# Given passage:
◆ ◆ ◆ ◆ ◆ ◆ ◆

11.5.      Termination for whatever cause will not limit any of Company's rights or remedies at law or in equity.

 

12.          Renewal of the Software Subscription

12.1.      Unless the Company receives a written termination notice from the Customer at least three (3) months prior the expiry of each Subscription Period (the Termination Notice), the Software Subscription will automatically renew for successive periods of one (1) year each (each a Renewal Period). For purposes of these Terms and Conditions, Subscription Period shall include all Renewal Periods.

12.2.      The Company reserves the right to modify the Fees for each Renewal Period in respect of any Software Subscription. The Company will endeavor to issue Customer with a renewal notice e specifying the new applicable Fees for the Software Subscription no less than four (4) months before the end of the Subscription Period.

12.3.      Customer is deemed to have agreed to extend the Software Subscription for the Renewal Period and to pay the Fees for the Software Subscription for the Renewal Period unless the Company receives a Termination Notice within the stipulated timeline.

12.4.      Where, on expiry of the Subscription Period the applicable Fees are under active bona fide discussion between the parties, the Company will:

(a)   whilst, in Company’s reasonable opinion, such discussions are proceeding without undue delay, continue licensing the relevant Software on the terms of these Terms and Conditions during that period and to bill Customer for Fees incurred at the existing rates;

(b)   be entitled, once agreement has been reached on Fees applicable for such Renewal Period to invoice for the additional amounts due in respect of the period between the start of the Renewal Period and such agreement being reached; and

(c)   in the event that such agreement is not reached within a reasonable period, at Company’s sole discretion have the right to require to withdraw Customer’s access to the Software. In such case, Customer shall cease all use of the Software, uninstall the Software and confirm by email to Company that the said Software has been uninstalled.

 

13.          Maintenance and Support Services

13.1.      During the Subscription Period and provided that the Customer is not in breach of any its obligations under these Terms and Conditions, the Company will provide to the Customer certain maintenance and support services in connection with the Software, including rectification and correction of defects as per Clause 9, and Software quality testing, cloud maintenance and backups (the Maintenance and Support Services).

13.2.      The Company will only provide Maintenance and Support Services to the Customer with the most current version and the immediately preceding version of the Software.

13.3.      If the Company determines that any of the Customer’s reported maintenance problems cannot be resolved due to Customer’s failure to install Updates or procure new versions of the Software, Customer will be given a reasonable opportunity to install such Updates or procure a new version. If, after such opportunity, Customer fails or otherwise refuses to install such Updates or procure such new version, Company shall be relieved of its obligations.

13.4.      The Company’s obligations under the Software Subscription provided hereunder will extend only to Updates of the Software provided to Customer by the Company so long as the Software or hardware has not been modified or altered in any way by anyone other than by the Company or by an authorized representative of the Company.

13.5.      Customer shall ensure that the Company personnel are provided with such information under Customer’s control as is reasonably necessary to enable the Company to comply with its obligations hereunder.

13.6.      Any services, training or other requirements not expressly included in these Terms and conditions are outside the scope of this Software Subscription and may be only provided subject to the Company’s availability and for additional fees. Fees for such items are payable as specified in the applicable Order Form.

◆ ◆ ◆ ◆ ◆ ◆ ◆

# Work instructions:
a - In the subscription terms, how long does each Renewal Period last?
b - Using the subscription terms, explain when the Company is relieved of its obligations regarding a maintenance problem the Customer has reported.

◆ ◆ ◆ ◆ ◆ ◆ ◆

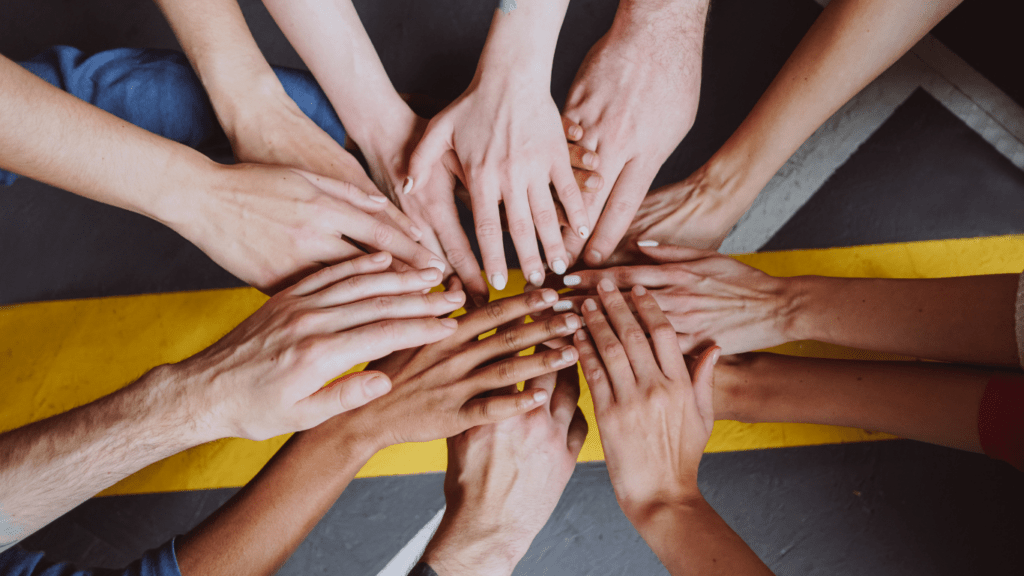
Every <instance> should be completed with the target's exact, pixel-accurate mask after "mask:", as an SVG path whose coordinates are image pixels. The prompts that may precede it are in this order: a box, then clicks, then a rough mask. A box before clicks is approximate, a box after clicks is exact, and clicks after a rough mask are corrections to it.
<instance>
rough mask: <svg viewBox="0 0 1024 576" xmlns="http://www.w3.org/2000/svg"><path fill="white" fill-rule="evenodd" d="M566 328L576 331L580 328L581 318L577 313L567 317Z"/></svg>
mask: <svg viewBox="0 0 1024 576" xmlns="http://www.w3.org/2000/svg"><path fill="white" fill-rule="evenodd" d="M565 328H566V329H567V330H568V331H569V332H575V331H577V330H579V329H580V319H579V318H578V317H577V315H574V314H573V315H572V316H569V317H568V318H566V319H565Z"/></svg>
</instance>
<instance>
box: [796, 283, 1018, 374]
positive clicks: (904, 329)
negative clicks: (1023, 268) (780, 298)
mask: <svg viewBox="0 0 1024 576" xmlns="http://www.w3.org/2000/svg"><path fill="white" fill-rule="evenodd" d="M1017 284H1018V276H1017V275H1013V274H1005V275H990V276H972V277H964V278H943V279H913V280H887V279H842V278H823V277H799V278H795V279H793V280H791V281H790V283H788V289H790V291H791V292H792V293H793V294H794V296H795V297H794V299H793V301H794V302H796V305H795V306H794V307H793V310H792V312H791V313H790V314H791V322H790V324H791V326H792V330H791V331H792V333H791V334H790V335H788V337H790V339H794V340H798V339H800V340H803V339H812V340H820V341H823V342H829V343H834V344H840V345H845V346H851V347H858V348H863V349H871V351H878V352H885V353H892V354H900V355H906V356H913V357H918V358H925V359H929V360H942V361H947V362H963V363H970V364H992V365H1002V366H1017V365H1018V363H1019V359H1018V353H1017V336H1016V333H1015V318H1014V317H1015V302H1016V298H1017Z"/></svg>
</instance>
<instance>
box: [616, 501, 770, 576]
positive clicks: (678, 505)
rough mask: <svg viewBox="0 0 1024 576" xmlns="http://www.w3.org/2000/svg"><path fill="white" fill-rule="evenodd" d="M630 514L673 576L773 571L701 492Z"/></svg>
mask: <svg viewBox="0 0 1024 576" xmlns="http://www.w3.org/2000/svg"><path fill="white" fill-rule="evenodd" d="M627 516H628V517H629V519H630V522H632V523H633V526H635V527H636V529H637V531H638V532H639V533H640V535H641V536H642V537H643V539H644V540H645V541H646V542H647V544H648V545H649V546H650V548H651V549H652V550H653V551H654V553H655V554H657V558H658V559H659V560H660V561H662V563H663V564H664V565H665V567H666V568H668V569H669V573H670V574H672V575H673V576H683V575H688V574H700V575H715V574H722V575H726V574H728V575H733V574H735V575H741V576H745V575H753V574H762V575H765V574H771V571H770V570H769V569H768V567H767V566H765V565H764V563H763V562H761V559H759V558H758V557H757V554H755V553H754V550H752V549H751V547H750V546H748V545H746V543H745V542H743V540H742V538H740V537H739V536H738V535H737V534H736V533H735V532H733V530H732V529H731V528H729V525H728V524H726V523H725V521H724V520H722V517H720V516H719V515H718V512H716V511H715V509H714V508H712V507H711V504H709V503H708V502H707V501H706V500H705V499H703V498H702V497H700V496H699V494H697V495H695V496H694V497H693V498H691V499H689V500H687V501H685V502H673V503H663V504H657V505H648V506H645V507H643V508H641V509H639V510H636V511H633V510H630V511H629V512H628V513H627Z"/></svg>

◆ ◆ ◆ ◆ ◆ ◆ ◆

# Results in order:
a - One year.

b - This happens when the Company finds that the problem cannot be resolved because the Customer failed to install Updates or procure new versions of the Software. The Customer first gets a reasonable opportunity to install them. If the Customer still fails or refuses, the Company is relieved of its obligations.